───── Input for this task

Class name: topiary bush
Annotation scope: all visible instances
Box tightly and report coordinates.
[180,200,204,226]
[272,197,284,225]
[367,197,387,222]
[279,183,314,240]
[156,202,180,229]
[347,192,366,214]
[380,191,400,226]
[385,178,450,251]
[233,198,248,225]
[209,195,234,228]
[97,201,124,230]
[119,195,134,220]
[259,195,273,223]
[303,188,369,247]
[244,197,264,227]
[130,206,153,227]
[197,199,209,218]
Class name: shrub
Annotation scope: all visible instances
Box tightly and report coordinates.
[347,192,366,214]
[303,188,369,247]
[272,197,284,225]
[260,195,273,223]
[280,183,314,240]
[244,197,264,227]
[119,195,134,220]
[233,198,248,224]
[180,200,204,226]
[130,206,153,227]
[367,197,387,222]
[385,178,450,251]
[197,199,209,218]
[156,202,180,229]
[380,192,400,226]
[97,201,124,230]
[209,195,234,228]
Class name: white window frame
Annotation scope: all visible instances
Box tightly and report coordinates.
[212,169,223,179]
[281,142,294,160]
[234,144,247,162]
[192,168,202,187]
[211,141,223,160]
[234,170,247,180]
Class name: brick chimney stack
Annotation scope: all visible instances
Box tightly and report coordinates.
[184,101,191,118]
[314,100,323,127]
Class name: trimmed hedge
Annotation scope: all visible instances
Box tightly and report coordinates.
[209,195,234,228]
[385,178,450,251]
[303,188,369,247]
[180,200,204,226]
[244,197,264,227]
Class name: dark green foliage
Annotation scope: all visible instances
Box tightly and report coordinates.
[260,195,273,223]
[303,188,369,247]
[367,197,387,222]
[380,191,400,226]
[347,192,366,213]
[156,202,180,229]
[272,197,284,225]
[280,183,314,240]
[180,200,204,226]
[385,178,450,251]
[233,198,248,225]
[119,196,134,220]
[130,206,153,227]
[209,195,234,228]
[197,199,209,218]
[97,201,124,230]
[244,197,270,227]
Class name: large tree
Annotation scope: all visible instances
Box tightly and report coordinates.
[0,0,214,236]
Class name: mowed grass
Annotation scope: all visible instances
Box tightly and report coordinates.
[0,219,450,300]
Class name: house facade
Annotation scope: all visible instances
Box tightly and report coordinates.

──────────

● Set problem
Write out every item above again, swapping "Annotation scope" for "Labeling scope" each time it appears and keeping everything else unchanged.

● Correct result
Class name: topiary bush
Labeling scope: all visible instances
Box tightly and report coordinates.
[180,200,204,226]
[272,197,284,225]
[367,197,387,222]
[279,183,314,240]
[156,202,180,229]
[347,192,366,214]
[380,191,400,226]
[385,178,450,251]
[233,198,248,225]
[209,195,234,228]
[97,201,124,230]
[119,195,134,220]
[259,195,273,223]
[303,188,369,247]
[244,197,264,227]
[130,206,153,227]
[197,199,209,218]
Class name: shrub
Labeling scope: all visible instances
Box tightly and report coordinates.
[347,192,366,214]
[303,188,369,247]
[272,197,284,225]
[260,195,273,223]
[280,183,314,240]
[244,197,264,227]
[119,195,134,220]
[233,198,248,224]
[180,200,204,226]
[130,206,153,227]
[367,197,387,222]
[385,178,450,251]
[197,199,209,218]
[156,202,180,229]
[380,192,400,226]
[97,201,124,230]
[209,195,234,228]
Class name: white window frame
Labeling scope: all visible instances
Box tightly and report coordinates.
[212,169,223,179]
[281,142,294,160]
[234,144,247,162]
[192,168,202,187]
[211,141,223,160]
[234,170,247,180]
Class name: brick chimney stack
Labeling scope: all visible instances
Box tightly and report coordinates.
[184,101,191,118]
[314,100,323,127]
Class name: trimmed hedge
Labeling scope: all visible instances
Box tightly and report coordinates.
[209,195,234,228]
[385,178,450,251]
[303,188,369,247]
[180,200,204,226]
[244,197,264,227]
Class name: dark green foliage
Labeling scope: all visible instances
Box tightly and report coordinates.
[260,195,273,223]
[303,188,369,247]
[367,197,387,222]
[380,191,400,226]
[347,192,366,213]
[156,202,180,229]
[272,197,284,225]
[280,183,314,240]
[180,200,204,226]
[385,178,450,251]
[233,198,248,225]
[119,196,134,220]
[130,206,153,227]
[209,195,234,228]
[197,199,209,218]
[97,201,124,230]
[244,197,270,227]
Class name: large tree
Labeling scope: all visible instances
Box tightly and report coordinates.
[0,0,214,236]
Class name: mowed grass
Labeling scope: all visible instances
Box tightly and report coordinates.
[0,219,450,300]
Class name: house facade
Labeling scope: all visible instances
Box tightly and report coordinates.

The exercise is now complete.